_Exercise:_ Quote the stretch from "It is during" through "an update? (anxiousness)" in the piece on the grace of waiting, word for word.

_Supplied passage:_
= Beginning of Section =
“I hate to wait.” One of my favorite lines from The Princess Bride! I can see the character, Inigo Montoya, pacing back and forth at the top of the cliff waiting for the Man in Black to finish climbing up the sheer cliff face so Inigo can kill him. Not a reason I’d rush! While this scene is funny in the movie (if you haven’t seen it please do), when I realize I’m behaving this way in my life, it’s not so funny. I’m not a clever scriptwriter coming up with quirky or snappy comebacks. I’m a real person dealing with real issues in my real ordinary life. Yet, often, I have to admit, “I hate to wait.”
There is a certain grace in waiting, a certain finesse that must be developed. It’s not something you are born with; it is learned and practiced and never fully refined. How many times a day do you tell your children, “be patient,” or “you have to wait for a moment while I finish”?
Impatience is natural; waiting takes maturity, practice, and grace.
I remember one day in particular when we were waiting for some friends from out of town to arrive. Our daughter was overly excited because they had a daughter close to her age. I think that may have been one of the longest days of her short life. It seemed like every 5 minutes, she would run to the window and then to me to ask when they would get here. Talk about a long day! We worked a lot on patience that day and finding distractions. But what happens when your plans suddenly get derailed? What if you have to totally let go of that dream for now? What if the waiting has no deadline and is out of your control?
It is during these times of waiting, the ones where you have no control over the time when I believe we learn the grace in waiting.
- Grace in waiting builds character. When circumstances of our waiting are out of our immediate sphere of influence, we have two choices: patience or anxiousness. Which option you choose impacts every area of your life. But this waiting doesn’t mean sitting around doing nothing. It means persevering in the ordinariness of today, putting legs on your prayers.
Hospital waiting rooms are great places to observe the grace of waiting in action. Often these waiting rooms are places of great distress. The outcome is totally out of your control.
- Are you pacing? (anxiousness)
- Are you sitting quietly and perhaps praying? (patience)
- Are you checking the monitors every few moments for an update? (anxiousness)
- Are you staring at the “Staff only beyond this point” door as if your life depended on it? (anxiousness)
- Are you down in the cafeteria getting something to eat or drink? (patience)
- Are you showing concern for others around you? (patience)
= End of Section =
_The data:_
= Beginning of Section =
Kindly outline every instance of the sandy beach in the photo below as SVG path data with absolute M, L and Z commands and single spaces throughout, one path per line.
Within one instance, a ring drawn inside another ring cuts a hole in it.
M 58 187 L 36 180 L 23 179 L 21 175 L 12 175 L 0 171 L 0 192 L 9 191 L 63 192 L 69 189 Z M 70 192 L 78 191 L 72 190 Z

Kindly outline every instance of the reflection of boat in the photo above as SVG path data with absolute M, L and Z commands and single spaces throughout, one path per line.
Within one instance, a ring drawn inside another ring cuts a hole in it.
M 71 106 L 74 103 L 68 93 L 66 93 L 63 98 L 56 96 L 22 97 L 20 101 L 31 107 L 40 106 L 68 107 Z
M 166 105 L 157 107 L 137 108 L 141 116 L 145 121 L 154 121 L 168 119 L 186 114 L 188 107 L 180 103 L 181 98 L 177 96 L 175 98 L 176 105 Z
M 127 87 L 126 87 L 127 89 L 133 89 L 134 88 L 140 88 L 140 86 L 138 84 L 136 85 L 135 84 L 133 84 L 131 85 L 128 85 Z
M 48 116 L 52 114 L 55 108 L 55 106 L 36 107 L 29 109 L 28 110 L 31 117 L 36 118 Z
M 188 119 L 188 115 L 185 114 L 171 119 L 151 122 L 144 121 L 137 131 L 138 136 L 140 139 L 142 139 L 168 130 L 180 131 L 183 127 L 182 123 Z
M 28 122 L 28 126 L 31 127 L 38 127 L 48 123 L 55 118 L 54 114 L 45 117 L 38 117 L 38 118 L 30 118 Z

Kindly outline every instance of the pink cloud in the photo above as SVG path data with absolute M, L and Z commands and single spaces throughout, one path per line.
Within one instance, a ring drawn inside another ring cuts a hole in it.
= End of Section =
_Task response:_
It is during these times of waiting, the ones where you have no control over the time when I believe we learn the grace in waiting.
- Grace in waiting builds character. When circumstances of our waiting are out of our immediate sphere of influence, we have two choices: patience or anxiousness. Which option you choose impacts every area of your life. But this waiting doesn’t mean sitting around doing nothing. It means persevering in the ordinariness of today, putting legs on your prayers.
Hospital waiting rooms are great places to observe the grace of waiting in action. Often these waiting rooms are places of great distress. The outcome is totally out of your control.
- Are you pacing? (anxiousness)
- Are you sitting quietly and perhaps praying? (patience)
- Are you checking the monitors every few moments for an update? (anxiousness)